## SUPPLIED INFORMATION
+-------+
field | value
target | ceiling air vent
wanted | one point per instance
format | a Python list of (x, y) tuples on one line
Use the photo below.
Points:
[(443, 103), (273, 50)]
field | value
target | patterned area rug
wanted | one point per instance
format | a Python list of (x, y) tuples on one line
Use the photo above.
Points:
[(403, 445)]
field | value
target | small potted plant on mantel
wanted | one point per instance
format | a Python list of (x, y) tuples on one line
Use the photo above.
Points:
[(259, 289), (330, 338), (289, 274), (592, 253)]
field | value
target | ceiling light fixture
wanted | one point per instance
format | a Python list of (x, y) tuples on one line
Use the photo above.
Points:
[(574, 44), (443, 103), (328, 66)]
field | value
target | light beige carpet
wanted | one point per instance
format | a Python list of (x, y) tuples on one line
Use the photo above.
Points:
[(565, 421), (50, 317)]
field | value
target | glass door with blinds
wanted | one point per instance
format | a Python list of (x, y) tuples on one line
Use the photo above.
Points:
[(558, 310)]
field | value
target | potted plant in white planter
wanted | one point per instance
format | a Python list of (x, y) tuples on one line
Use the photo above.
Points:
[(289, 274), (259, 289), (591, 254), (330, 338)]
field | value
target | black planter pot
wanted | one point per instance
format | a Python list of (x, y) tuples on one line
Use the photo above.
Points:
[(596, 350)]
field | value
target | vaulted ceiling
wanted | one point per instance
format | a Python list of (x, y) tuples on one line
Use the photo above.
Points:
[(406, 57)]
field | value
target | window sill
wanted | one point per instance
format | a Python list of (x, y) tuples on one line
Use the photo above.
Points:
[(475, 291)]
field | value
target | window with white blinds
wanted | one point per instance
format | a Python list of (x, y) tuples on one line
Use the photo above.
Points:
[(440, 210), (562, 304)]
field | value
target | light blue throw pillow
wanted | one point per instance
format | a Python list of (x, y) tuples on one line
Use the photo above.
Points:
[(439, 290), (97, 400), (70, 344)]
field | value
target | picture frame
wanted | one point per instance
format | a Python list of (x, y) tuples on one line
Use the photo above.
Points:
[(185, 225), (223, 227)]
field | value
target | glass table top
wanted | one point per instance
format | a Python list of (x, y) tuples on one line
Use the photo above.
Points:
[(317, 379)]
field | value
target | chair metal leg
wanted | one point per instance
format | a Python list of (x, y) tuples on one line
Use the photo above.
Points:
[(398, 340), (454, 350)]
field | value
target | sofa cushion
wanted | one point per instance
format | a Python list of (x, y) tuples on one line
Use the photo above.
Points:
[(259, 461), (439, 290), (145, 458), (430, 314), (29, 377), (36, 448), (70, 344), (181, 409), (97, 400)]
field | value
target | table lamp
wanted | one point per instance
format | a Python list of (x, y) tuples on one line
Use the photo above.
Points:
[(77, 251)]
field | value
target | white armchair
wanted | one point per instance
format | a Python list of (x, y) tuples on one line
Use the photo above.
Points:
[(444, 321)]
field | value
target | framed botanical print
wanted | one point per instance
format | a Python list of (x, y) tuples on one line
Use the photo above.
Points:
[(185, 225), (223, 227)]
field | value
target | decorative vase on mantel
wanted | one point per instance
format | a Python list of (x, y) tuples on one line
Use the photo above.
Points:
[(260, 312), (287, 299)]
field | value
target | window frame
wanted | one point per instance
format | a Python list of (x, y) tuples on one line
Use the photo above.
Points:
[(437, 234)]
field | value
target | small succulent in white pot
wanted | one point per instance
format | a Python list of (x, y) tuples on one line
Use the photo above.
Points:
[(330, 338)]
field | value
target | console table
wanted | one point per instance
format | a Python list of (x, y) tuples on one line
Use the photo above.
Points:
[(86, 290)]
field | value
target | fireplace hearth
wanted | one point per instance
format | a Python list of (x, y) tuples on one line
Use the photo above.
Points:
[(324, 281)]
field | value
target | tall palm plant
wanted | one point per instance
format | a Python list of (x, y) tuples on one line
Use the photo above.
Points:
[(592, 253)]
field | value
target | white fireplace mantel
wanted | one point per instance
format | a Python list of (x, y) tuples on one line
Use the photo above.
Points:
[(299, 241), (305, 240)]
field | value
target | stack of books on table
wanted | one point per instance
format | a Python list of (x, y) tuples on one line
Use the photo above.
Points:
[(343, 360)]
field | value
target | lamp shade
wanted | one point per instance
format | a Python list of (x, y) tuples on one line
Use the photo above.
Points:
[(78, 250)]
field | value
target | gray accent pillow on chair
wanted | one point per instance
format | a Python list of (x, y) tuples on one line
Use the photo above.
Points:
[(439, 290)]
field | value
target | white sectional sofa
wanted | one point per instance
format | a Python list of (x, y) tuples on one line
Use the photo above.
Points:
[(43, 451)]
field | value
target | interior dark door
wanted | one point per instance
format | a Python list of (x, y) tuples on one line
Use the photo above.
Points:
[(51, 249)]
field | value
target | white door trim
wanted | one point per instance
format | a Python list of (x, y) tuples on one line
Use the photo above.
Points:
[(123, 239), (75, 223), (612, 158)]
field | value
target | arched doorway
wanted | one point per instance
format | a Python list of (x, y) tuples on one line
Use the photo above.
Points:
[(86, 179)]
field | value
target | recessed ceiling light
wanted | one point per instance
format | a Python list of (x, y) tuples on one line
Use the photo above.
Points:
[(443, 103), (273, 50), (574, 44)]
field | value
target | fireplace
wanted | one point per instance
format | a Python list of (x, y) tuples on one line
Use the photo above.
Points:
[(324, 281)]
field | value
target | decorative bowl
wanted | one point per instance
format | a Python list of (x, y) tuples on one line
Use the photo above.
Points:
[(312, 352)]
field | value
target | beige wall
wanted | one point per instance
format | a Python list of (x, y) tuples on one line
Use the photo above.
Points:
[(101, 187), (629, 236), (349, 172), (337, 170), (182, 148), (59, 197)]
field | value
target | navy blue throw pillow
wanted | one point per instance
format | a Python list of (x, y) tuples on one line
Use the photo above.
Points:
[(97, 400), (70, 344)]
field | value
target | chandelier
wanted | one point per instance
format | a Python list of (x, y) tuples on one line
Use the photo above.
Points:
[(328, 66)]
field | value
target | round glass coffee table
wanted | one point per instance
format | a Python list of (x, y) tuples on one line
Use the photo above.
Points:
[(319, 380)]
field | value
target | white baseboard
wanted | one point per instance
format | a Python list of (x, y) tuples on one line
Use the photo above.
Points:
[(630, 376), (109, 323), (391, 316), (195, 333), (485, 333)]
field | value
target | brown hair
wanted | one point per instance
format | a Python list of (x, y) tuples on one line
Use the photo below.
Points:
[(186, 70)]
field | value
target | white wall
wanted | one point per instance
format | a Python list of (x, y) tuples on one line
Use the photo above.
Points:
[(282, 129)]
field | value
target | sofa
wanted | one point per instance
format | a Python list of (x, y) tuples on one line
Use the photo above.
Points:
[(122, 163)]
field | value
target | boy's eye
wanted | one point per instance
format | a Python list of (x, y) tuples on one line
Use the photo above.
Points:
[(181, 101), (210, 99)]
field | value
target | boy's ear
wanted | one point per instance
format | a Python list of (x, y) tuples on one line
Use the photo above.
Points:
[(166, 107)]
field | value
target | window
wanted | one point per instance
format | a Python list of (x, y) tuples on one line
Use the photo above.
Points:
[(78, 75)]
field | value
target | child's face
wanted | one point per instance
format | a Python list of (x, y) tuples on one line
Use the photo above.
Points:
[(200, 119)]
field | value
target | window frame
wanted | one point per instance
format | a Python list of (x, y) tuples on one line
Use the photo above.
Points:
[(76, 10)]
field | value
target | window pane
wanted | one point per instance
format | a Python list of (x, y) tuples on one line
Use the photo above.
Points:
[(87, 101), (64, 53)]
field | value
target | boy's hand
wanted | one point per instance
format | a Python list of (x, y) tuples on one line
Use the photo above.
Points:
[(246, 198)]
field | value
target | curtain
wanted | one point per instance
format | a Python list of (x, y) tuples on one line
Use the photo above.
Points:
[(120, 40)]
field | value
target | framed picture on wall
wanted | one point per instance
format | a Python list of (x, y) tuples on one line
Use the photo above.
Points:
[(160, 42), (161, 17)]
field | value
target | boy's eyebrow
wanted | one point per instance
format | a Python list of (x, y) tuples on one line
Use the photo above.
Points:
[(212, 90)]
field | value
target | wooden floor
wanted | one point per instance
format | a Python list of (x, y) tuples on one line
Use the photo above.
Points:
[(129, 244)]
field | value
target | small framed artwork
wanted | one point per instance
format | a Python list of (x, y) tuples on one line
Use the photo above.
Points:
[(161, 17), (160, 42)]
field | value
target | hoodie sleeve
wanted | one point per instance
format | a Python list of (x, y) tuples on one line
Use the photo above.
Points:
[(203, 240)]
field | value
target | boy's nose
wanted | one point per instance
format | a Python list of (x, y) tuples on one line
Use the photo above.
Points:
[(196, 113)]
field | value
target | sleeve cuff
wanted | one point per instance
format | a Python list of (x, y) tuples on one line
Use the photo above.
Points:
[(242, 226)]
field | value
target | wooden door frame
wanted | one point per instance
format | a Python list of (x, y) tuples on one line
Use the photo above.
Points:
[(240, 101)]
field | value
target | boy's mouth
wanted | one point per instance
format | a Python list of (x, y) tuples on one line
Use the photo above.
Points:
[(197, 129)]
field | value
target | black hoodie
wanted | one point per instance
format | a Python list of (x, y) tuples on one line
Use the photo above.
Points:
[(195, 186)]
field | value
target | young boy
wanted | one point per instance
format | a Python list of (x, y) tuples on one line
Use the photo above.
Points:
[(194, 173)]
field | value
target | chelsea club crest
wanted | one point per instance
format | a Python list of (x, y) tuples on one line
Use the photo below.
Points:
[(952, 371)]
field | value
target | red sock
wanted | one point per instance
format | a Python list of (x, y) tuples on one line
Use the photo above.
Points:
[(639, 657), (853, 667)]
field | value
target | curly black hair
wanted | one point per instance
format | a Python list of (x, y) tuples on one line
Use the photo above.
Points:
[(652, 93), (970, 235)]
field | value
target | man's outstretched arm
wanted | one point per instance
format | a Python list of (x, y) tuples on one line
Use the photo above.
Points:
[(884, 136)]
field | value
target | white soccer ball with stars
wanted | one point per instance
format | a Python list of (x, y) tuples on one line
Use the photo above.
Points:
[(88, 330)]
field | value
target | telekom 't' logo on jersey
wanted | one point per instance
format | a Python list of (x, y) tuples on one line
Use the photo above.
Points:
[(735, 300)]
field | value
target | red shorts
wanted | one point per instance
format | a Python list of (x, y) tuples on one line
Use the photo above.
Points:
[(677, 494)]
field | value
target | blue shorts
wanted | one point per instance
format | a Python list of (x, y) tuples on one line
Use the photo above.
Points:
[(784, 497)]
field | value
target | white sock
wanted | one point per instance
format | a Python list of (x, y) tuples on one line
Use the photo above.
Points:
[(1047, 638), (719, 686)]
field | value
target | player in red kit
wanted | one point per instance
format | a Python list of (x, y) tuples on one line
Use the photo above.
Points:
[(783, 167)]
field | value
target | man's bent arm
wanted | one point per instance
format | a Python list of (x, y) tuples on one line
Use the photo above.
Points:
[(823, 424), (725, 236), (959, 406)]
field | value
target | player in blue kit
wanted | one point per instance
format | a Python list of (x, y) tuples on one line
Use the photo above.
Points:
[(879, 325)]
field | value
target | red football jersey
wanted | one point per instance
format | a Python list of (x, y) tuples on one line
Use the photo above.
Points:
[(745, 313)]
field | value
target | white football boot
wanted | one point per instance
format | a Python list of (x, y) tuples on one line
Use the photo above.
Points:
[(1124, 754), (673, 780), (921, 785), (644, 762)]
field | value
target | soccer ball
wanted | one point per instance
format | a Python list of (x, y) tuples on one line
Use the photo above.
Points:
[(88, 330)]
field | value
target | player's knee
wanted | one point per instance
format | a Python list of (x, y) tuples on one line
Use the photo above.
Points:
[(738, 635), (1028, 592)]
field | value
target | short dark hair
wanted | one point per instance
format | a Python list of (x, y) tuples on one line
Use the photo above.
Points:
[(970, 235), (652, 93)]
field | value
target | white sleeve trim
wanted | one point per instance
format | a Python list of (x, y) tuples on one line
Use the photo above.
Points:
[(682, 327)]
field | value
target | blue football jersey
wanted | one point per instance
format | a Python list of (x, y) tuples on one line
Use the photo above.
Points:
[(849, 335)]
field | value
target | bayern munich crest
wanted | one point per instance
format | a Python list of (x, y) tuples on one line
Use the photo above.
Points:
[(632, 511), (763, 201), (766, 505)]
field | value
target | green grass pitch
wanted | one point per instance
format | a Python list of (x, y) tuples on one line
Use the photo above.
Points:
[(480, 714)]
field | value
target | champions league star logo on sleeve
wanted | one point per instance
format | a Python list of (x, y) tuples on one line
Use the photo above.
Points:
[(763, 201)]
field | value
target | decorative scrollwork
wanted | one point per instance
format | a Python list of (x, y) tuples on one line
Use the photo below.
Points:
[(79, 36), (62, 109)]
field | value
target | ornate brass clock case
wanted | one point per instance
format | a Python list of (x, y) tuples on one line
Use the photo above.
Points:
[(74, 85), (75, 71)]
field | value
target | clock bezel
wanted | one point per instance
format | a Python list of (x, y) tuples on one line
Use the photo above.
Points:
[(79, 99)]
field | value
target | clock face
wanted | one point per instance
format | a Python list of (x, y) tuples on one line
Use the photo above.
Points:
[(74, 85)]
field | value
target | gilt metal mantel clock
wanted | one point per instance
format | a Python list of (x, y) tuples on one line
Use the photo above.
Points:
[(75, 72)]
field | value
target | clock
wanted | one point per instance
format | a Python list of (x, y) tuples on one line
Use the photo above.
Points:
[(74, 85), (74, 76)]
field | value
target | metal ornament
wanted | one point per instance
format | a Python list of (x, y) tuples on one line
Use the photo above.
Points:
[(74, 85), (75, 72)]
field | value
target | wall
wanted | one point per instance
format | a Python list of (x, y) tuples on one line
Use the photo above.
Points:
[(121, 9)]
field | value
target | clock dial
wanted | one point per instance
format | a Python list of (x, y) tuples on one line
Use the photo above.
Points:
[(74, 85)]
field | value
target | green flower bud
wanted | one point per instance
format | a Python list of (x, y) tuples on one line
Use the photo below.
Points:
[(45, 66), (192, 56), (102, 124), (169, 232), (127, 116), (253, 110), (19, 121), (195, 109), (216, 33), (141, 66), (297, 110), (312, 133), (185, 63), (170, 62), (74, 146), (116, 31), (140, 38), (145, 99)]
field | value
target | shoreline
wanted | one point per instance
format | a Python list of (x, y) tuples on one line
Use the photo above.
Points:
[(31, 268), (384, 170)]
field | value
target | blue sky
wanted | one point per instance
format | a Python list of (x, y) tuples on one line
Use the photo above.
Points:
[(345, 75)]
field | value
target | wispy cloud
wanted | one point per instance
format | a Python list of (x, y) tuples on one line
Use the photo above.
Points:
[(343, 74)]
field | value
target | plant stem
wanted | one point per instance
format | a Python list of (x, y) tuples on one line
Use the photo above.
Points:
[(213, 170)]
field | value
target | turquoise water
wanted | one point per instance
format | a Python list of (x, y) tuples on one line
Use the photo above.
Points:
+-------+
## EXERCISE DESCRIPTION
Go line by line through the data and copy any that contain "beige".

## RESULT OF THIS TASK
target | light beige carpet
target | beige wall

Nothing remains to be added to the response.